**Task brief**
Switch every "clicks" in the data below to "points" and keep everything else unchanged. Leave the pictures out of your answer.

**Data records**
[Start of section]

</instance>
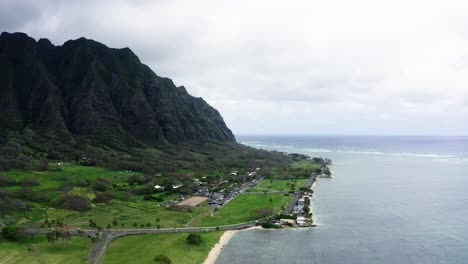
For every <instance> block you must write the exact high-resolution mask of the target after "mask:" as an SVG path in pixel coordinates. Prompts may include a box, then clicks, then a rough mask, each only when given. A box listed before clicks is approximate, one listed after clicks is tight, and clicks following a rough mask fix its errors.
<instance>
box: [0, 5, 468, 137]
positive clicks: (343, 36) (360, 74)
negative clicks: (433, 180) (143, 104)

[End of section]

**Solution for this task**
</instance>
For every <instance> block you must write the exact high-resolution mask of the target after "mask:" as an SVG path in pixel coordinates. Prompts may include a box, then points, then a rough mask, each only when given. A box listed before points is approximate, one listed after points is tight, and points following a rough mask fix its errors.
<instance>
box: [0, 5, 468, 137]
positive points: (343, 36) (360, 74)
negative points: (433, 180) (143, 104)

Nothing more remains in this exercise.